Task brief ::
Copy out the material in full. Leave every line as it is.

======== Entries provided

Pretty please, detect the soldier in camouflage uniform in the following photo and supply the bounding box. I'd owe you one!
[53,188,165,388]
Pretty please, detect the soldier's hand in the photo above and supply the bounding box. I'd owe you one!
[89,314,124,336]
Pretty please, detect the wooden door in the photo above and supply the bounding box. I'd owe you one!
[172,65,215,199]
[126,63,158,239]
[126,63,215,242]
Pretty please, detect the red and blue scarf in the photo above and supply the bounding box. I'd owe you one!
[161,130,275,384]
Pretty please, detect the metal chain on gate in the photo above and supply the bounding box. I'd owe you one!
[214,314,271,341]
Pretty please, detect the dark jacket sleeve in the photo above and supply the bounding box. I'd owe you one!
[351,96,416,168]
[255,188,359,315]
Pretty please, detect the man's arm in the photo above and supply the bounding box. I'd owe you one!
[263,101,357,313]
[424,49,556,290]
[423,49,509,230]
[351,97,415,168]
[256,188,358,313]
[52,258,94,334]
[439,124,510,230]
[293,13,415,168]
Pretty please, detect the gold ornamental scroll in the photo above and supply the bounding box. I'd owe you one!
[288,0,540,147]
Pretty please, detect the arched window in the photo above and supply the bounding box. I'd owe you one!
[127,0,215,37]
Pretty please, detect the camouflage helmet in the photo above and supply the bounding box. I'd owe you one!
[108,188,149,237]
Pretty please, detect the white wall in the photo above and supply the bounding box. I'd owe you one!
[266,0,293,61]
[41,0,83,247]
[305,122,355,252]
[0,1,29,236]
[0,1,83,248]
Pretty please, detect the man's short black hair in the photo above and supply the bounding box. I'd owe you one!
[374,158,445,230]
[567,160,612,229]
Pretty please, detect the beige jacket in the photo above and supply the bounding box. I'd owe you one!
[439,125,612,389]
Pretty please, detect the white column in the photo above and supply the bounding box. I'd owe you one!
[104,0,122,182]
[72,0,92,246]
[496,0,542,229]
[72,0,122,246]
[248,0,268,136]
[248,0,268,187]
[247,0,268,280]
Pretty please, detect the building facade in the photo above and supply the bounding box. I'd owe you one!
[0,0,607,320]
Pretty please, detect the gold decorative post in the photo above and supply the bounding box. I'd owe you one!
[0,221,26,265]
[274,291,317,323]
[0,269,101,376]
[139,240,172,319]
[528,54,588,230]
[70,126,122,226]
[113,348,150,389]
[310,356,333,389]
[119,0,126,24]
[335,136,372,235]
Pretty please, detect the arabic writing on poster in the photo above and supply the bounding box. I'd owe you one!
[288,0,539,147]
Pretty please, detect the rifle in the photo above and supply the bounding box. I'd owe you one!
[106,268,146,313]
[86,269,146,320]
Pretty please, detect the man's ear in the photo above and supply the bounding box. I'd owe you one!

================

Response area ::
Pretty please, detect the soldier in camouflage uniform in the following photo and supply the bounding box. I'd owe you one!
[53,188,165,388]
Pretty please, detect the soldier's hand in the photo above and supply the bounding box. I'd owe you one!
[89,314,124,336]
Pretty please, detect the wooden door in the photo above and supply the bounding box. I'd owe you one!
[172,65,215,199]
[126,63,158,239]
[126,63,215,242]
Pretty please, detect the red and blue scarf in the photo above and supply the bounding box. I'd owe you one!
[161,130,275,384]
Pretty please, detect the metal chain on gate in the photo above and supply the bounding box. I'd owe you one!
[214,314,271,341]
Pretty please, detect the dark jacket sleeve in the photo above and supply the bounding box. I'd owe you one!
[351,96,416,168]
[255,188,359,315]
Pretty please, detect the man's arm in the photo above and supply the bounding box. I'd owe you one!
[263,101,357,313]
[424,49,556,290]
[423,49,509,230]
[351,97,415,168]
[256,188,358,313]
[52,258,94,334]
[439,124,510,230]
[293,13,415,168]
Pretty please, detect the gold ornamental scroll in the photo above and supply the bounding box. I'd owe you one!
[288,0,540,147]
Pretty please, detect the arched window in the photo above and supply the bounding box. I'd owe you one!
[127,0,215,37]
Pretty please, detect the camouflage helmet in the photo above and supply the bounding box. I'd owe you one!
[108,188,149,237]
Pretty please, detect the white wall in the photo above and supply the bounding box. I'd owe you one!
[266,0,293,61]
[41,0,83,247]
[305,122,355,252]
[0,1,29,236]
[0,1,83,248]
Pretty please, detect the man's short black hair in the photo above and supply the bounding box. I'd owe you one!
[374,158,445,230]
[567,160,612,229]
Pretty please, detect the beige jacket in the photo above and supply the bounding box. I'd owe you one!
[439,125,612,389]
Pretty please, detect the white column in the photo above and supply the bounding box. I'd owe you one!
[104,0,122,182]
[72,0,92,246]
[496,0,542,229]
[72,0,122,246]
[248,0,268,136]
[248,0,268,187]
[247,0,268,280]
Pretty please, detect the building facade in the photo above and supply the bounding box. I'd owe you one!
[0,0,607,320]
Pretty please, detect the gold decorative post in the photo above and supply the bounding box. I'd owe you one!
[0,221,26,265]
[274,291,317,323]
[0,269,101,376]
[139,240,172,319]
[528,54,588,230]
[70,126,122,226]
[113,348,150,389]
[310,356,333,389]
[119,0,126,24]
[335,136,372,235]
Pretty please, detect the arabic writing on poster in the photo above and supply the bounding box. I'd owe you one!
[288,0,539,147]
Pretty please, detect the rifle in the photo above and supply the bounding box. I'd owe you one!
[106,268,146,313]
[86,269,146,320]
Pretty please, detect the man's ear in the photo above and supply the bounding box. I'd owe you one!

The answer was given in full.